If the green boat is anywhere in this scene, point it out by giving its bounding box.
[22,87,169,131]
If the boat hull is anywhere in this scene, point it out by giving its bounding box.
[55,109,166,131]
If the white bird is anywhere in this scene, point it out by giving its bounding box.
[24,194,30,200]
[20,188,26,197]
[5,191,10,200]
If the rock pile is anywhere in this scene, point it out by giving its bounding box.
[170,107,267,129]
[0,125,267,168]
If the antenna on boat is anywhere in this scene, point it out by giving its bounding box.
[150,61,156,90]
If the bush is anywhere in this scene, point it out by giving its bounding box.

### Short problem:
Reproduce the lines above, changing every occurrence of "bounding box" to "enclosing rectangle" and leaving all other text unchanged.

### Worked solution:
If the green boat is anywhere in this scene, point it out by giving its enclosing rectangle.
[22,87,169,131]
If the boat hull is anywhere in this scene, point it out by giving its enclosing rectangle.
[55,109,166,131]
If the white bird is anywhere in this scene, point it out by giving its enclosing rectangle.
[24,194,30,200]
[20,188,26,197]
[5,191,10,200]
If the rock pile is anywhere in this scene, point it out by giving its enclosing rectangle.
[170,107,267,129]
[0,125,267,168]
If the antenna on boat is anywhere in this scene, point it out by giving its enclosing rectangle.
[150,61,156,90]
If the bush is anywhere in this scene, point it out by giving its enclosing rectangle.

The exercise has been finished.